OBJECTIVE
Reproduce verbatim everything in the items below, from the line containing "In this photo, where can the textured" down to the line containing "(413, 1335)", including both of those lines.

RECORD EXTRACTS

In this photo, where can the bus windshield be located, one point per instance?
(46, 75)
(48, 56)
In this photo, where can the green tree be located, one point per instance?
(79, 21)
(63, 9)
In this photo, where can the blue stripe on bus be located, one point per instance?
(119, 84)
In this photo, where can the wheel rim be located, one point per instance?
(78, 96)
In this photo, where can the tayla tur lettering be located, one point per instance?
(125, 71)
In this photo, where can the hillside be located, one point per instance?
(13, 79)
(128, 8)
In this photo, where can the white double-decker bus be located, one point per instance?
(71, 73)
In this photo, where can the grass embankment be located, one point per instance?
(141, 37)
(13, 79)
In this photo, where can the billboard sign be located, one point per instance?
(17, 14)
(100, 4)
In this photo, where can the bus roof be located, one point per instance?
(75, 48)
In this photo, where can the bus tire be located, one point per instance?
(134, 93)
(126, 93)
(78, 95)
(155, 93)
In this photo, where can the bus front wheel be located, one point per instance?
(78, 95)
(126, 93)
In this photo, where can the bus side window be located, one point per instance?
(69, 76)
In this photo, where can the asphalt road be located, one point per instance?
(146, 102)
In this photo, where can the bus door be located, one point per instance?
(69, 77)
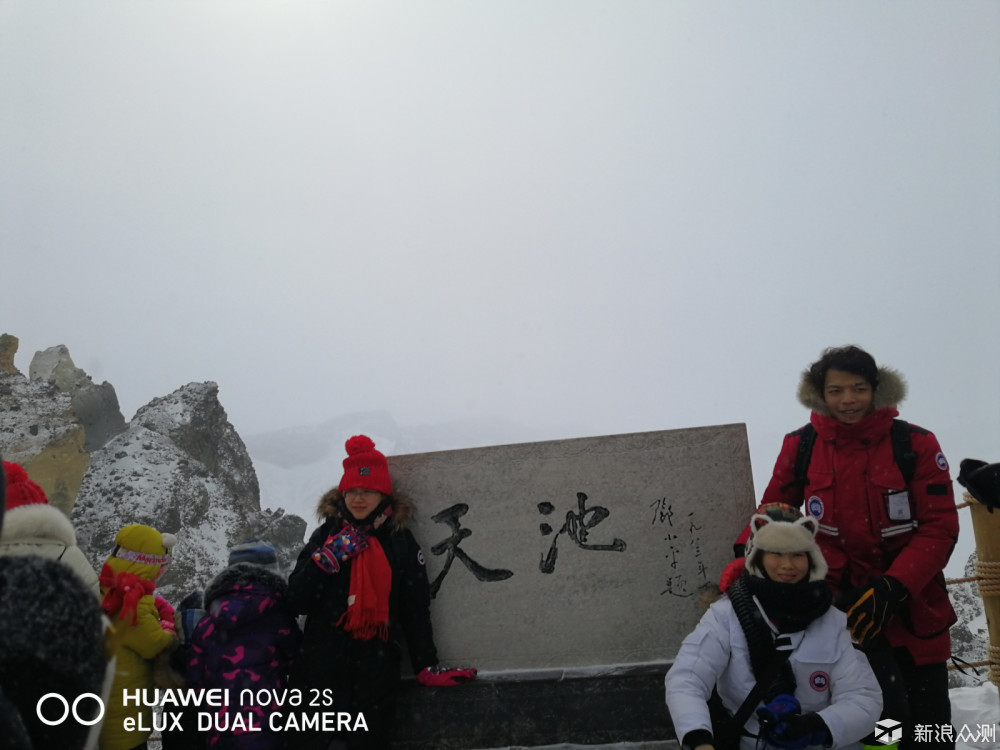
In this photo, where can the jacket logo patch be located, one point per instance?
(815, 507)
(819, 681)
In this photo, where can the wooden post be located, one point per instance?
(986, 527)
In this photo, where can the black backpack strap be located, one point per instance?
(902, 448)
(800, 475)
(768, 657)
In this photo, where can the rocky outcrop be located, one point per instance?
(39, 428)
(181, 468)
(179, 465)
(969, 636)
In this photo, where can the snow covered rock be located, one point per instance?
(181, 468)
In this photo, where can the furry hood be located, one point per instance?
(402, 509)
(891, 391)
(37, 523)
(243, 574)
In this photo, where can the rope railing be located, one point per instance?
(986, 527)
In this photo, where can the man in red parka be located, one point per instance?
(886, 539)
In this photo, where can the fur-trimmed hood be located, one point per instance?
(891, 391)
(332, 503)
(38, 522)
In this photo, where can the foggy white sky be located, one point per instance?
(582, 217)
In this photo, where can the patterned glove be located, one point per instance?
(347, 543)
(793, 730)
(783, 724)
(874, 607)
(441, 677)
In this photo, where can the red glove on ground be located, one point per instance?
(441, 677)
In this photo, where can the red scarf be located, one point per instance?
(367, 614)
(124, 590)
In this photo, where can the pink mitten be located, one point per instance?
(166, 614)
(441, 677)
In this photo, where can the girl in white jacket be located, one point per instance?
(824, 695)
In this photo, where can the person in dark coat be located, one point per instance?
(361, 582)
(52, 640)
(246, 641)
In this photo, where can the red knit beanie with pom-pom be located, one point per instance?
(365, 467)
(21, 490)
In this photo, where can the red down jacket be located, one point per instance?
(872, 523)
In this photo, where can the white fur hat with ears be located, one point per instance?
(776, 527)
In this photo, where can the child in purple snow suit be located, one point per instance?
(245, 642)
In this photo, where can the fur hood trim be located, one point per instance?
(243, 574)
(38, 522)
(891, 391)
(402, 508)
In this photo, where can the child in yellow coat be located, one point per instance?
(128, 580)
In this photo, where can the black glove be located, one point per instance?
(874, 607)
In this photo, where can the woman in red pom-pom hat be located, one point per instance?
(361, 582)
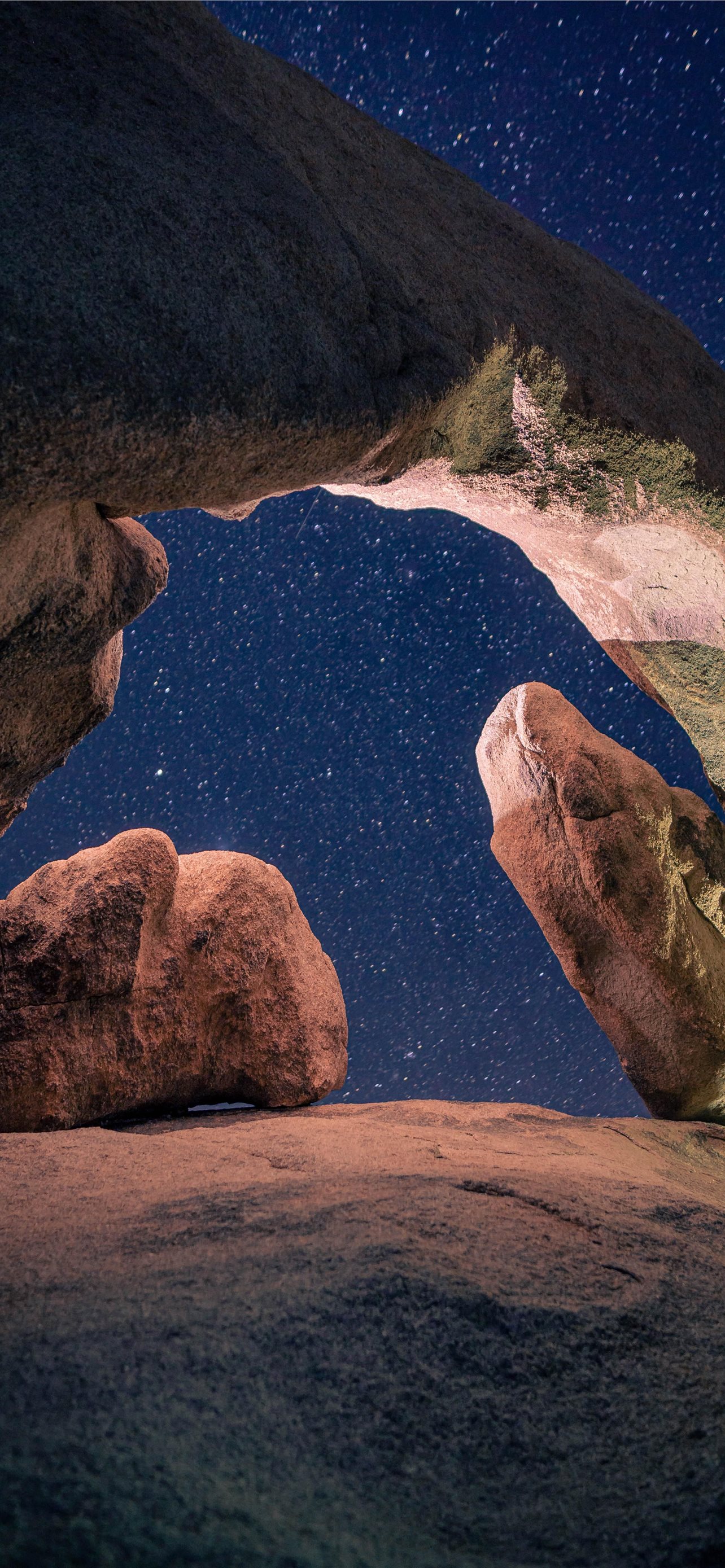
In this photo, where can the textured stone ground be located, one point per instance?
(416, 1335)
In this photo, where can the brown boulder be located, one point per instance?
(627, 880)
(132, 978)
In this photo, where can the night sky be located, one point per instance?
(315, 681)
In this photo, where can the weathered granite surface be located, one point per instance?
(415, 1335)
(69, 581)
(219, 283)
(132, 978)
(627, 880)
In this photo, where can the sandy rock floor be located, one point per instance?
(413, 1335)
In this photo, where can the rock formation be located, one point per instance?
(222, 283)
(132, 978)
(69, 581)
(627, 880)
(415, 1335)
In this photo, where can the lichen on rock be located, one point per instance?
(627, 880)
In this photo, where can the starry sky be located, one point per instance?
(313, 684)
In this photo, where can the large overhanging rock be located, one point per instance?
(222, 283)
(132, 978)
(633, 541)
(69, 581)
(627, 880)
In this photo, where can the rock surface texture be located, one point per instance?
(69, 581)
(132, 978)
(627, 880)
(375, 321)
(416, 1335)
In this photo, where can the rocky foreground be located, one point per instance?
(385, 1337)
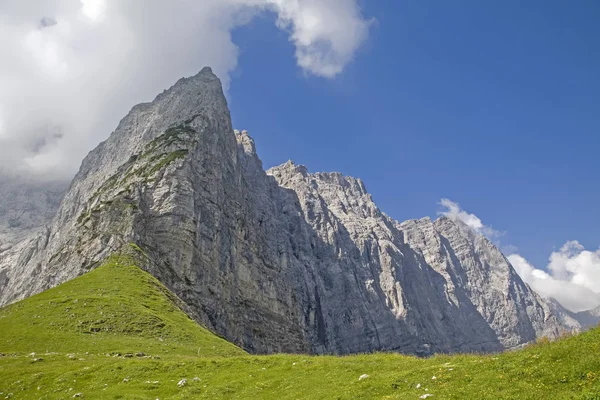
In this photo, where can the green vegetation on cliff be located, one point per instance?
(117, 333)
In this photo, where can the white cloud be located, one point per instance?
(93, 9)
(72, 68)
(577, 290)
(573, 273)
(453, 211)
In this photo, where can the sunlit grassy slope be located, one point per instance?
(117, 333)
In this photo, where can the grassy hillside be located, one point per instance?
(117, 333)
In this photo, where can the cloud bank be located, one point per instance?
(572, 275)
(71, 68)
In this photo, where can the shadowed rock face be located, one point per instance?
(276, 261)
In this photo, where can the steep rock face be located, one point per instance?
(421, 285)
(277, 261)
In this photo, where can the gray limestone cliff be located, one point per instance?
(276, 261)
(26, 206)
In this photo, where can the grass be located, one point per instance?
(88, 335)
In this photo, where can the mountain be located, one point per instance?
(26, 206)
(276, 261)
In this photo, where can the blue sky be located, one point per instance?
(495, 105)
(491, 104)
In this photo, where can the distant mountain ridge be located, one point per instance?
(276, 261)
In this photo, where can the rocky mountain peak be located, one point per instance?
(282, 260)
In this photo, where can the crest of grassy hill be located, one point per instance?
(118, 333)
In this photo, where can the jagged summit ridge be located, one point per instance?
(283, 260)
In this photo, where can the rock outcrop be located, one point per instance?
(276, 261)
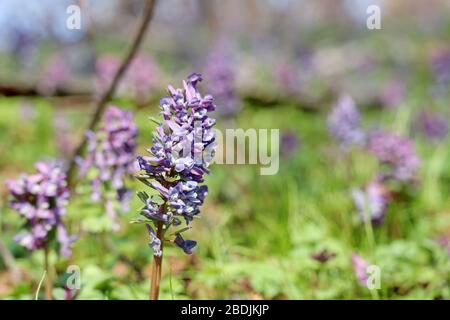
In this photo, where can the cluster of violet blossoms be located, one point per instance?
(344, 122)
(360, 268)
(110, 160)
(432, 125)
(183, 147)
(397, 154)
(372, 201)
(139, 80)
(42, 198)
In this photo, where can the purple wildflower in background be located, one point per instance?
(344, 122)
(287, 78)
(360, 268)
(55, 76)
(432, 126)
(105, 68)
(440, 65)
(41, 199)
(289, 143)
(183, 147)
(111, 159)
(397, 153)
(222, 82)
(372, 202)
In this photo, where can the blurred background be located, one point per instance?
(270, 64)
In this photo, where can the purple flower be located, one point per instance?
(222, 84)
(105, 67)
(432, 126)
(440, 65)
(183, 147)
(396, 153)
(344, 122)
(55, 75)
(41, 199)
(287, 78)
(110, 160)
(372, 202)
(289, 143)
(360, 267)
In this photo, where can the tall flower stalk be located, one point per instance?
(183, 147)
(41, 198)
(110, 160)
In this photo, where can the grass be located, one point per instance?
(256, 233)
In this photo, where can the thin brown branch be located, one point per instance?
(157, 266)
(109, 94)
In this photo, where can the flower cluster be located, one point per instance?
(111, 159)
(397, 153)
(289, 143)
(344, 122)
(183, 147)
(55, 75)
(440, 65)
(360, 268)
(432, 126)
(219, 71)
(372, 202)
(42, 198)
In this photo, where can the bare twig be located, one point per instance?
(108, 95)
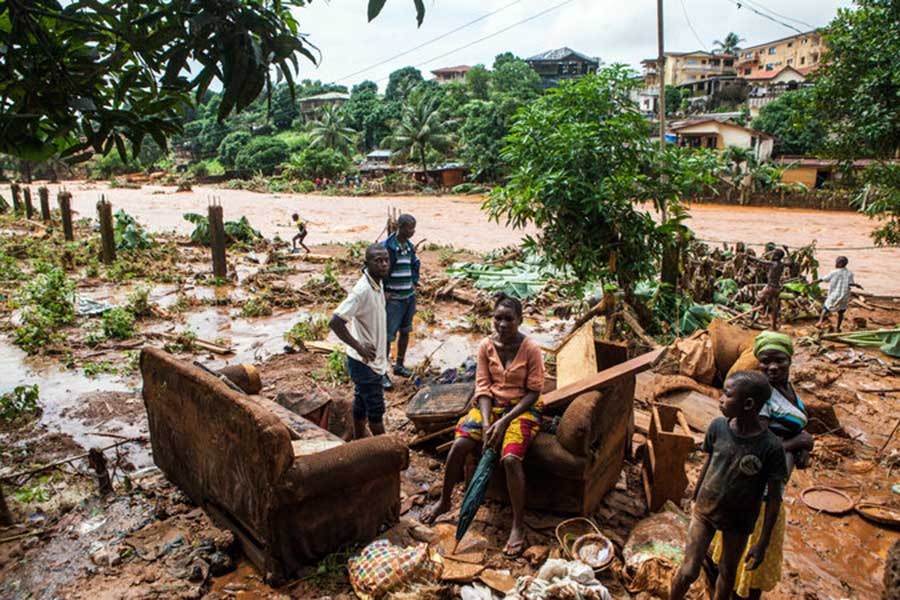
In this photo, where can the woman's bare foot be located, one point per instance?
(436, 510)
(515, 545)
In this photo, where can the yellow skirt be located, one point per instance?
(768, 574)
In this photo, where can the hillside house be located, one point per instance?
(719, 135)
(563, 63)
(448, 74)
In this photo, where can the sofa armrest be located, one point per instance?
(343, 466)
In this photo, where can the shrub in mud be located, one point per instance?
(118, 323)
(47, 303)
(19, 404)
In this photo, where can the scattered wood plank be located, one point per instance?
(576, 357)
(565, 394)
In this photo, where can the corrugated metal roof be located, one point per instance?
(560, 54)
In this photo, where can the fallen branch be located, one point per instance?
(59, 463)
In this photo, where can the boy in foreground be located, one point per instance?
(366, 341)
(746, 461)
(839, 283)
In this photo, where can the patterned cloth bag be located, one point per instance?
(382, 567)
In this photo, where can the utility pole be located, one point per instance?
(661, 75)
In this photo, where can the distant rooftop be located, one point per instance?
(560, 54)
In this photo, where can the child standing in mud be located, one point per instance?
(746, 462)
(839, 283)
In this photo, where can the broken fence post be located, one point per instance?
(65, 209)
(15, 189)
(29, 208)
(98, 464)
(5, 515)
(44, 195)
(107, 236)
(217, 240)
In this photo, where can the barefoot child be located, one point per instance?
(839, 283)
(745, 460)
(301, 232)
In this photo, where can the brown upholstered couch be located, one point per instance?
(571, 470)
(242, 459)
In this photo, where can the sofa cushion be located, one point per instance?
(576, 427)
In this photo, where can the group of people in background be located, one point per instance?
(737, 526)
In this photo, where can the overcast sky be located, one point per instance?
(614, 30)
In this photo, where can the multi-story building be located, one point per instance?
(562, 63)
(687, 68)
(802, 52)
(448, 74)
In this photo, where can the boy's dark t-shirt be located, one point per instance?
(739, 469)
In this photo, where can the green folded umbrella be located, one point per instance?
(475, 492)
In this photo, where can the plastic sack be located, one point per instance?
(382, 567)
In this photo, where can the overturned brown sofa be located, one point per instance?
(234, 455)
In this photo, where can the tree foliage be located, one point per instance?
(94, 74)
(580, 160)
(792, 120)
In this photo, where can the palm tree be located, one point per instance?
(420, 129)
(731, 44)
(329, 130)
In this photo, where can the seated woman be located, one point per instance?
(786, 417)
(508, 382)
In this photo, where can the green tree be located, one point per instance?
(420, 130)
(96, 73)
(478, 79)
(730, 45)
(231, 145)
(401, 82)
(261, 154)
(581, 161)
(793, 121)
(330, 130)
(858, 86)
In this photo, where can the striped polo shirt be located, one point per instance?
(399, 284)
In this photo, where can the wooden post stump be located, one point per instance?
(5, 515)
(44, 195)
(98, 464)
(65, 208)
(29, 208)
(107, 236)
(217, 240)
(16, 190)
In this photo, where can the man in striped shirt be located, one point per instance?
(400, 291)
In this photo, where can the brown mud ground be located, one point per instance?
(148, 541)
(458, 221)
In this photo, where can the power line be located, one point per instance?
(762, 6)
(487, 37)
(431, 41)
(691, 25)
(742, 4)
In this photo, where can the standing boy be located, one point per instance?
(400, 291)
(366, 341)
(839, 283)
(770, 296)
(745, 459)
(301, 232)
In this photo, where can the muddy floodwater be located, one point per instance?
(460, 222)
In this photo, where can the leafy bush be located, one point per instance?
(129, 234)
(314, 327)
(262, 154)
(315, 162)
(18, 403)
(47, 303)
(231, 145)
(118, 323)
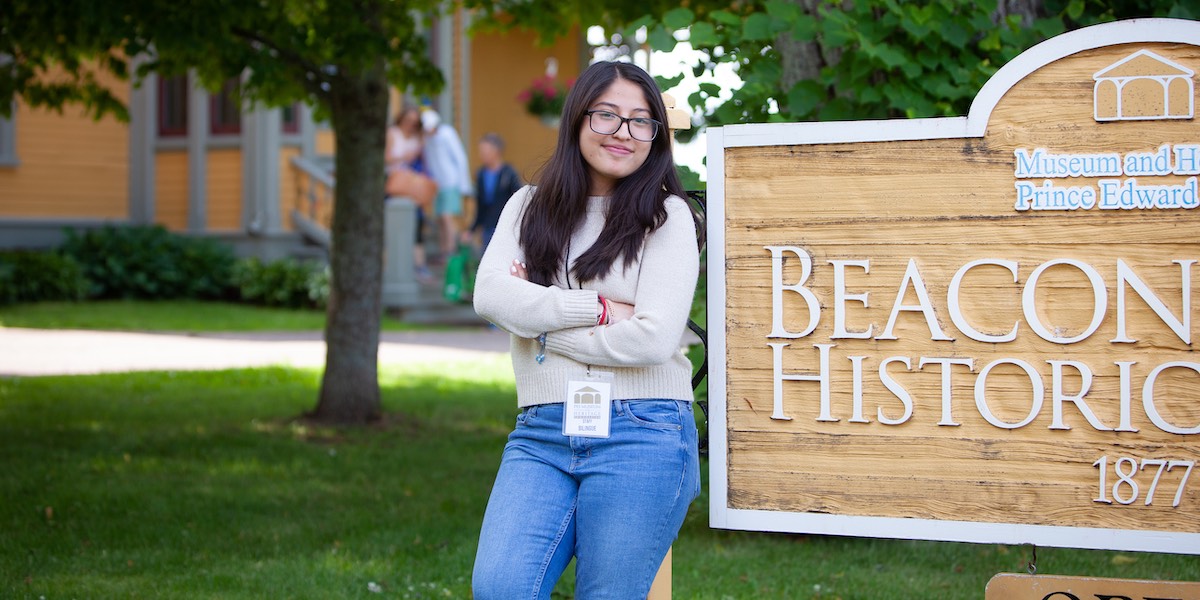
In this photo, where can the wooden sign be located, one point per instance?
(975, 329)
(1008, 586)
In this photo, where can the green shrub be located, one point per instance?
(286, 282)
(28, 276)
(151, 263)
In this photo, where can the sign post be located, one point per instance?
(971, 329)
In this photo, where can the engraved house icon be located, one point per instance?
(1144, 87)
(587, 396)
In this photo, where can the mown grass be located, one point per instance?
(171, 316)
(203, 485)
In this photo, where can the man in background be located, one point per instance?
(496, 181)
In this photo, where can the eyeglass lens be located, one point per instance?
(641, 129)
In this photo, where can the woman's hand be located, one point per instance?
(519, 270)
(619, 312)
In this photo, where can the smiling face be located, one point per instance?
(617, 155)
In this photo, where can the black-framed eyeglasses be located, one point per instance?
(606, 123)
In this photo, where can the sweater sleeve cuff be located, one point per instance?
(580, 307)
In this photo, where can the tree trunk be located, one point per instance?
(801, 59)
(349, 389)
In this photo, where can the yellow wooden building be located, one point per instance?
(199, 163)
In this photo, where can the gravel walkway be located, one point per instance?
(39, 352)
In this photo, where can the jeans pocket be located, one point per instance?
(657, 414)
(525, 415)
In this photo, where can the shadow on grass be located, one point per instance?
(204, 485)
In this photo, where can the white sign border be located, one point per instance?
(972, 126)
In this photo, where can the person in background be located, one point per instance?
(447, 161)
(496, 181)
(403, 149)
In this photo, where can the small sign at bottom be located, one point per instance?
(1011, 586)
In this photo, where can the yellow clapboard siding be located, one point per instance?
(171, 190)
(70, 166)
(288, 187)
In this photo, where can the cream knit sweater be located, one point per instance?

THE SOLUTION
In this photo, where can the textured stone ground be located, one point per instance?
(416, 1335)
In this photo, where can the brown boulder be located, one point per instance?
(627, 880)
(132, 978)
In this photo, where can the night sky be located, one point per instance?
(315, 681)
In this photo, where can the weathered granite surface be located, one point per instance?
(415, 1335)
(69, 581)
(219, 283)
(132, 978)
(627, 880)
In this photo, where can the sandy rock floor be located, one point per instance?
(413, 1335)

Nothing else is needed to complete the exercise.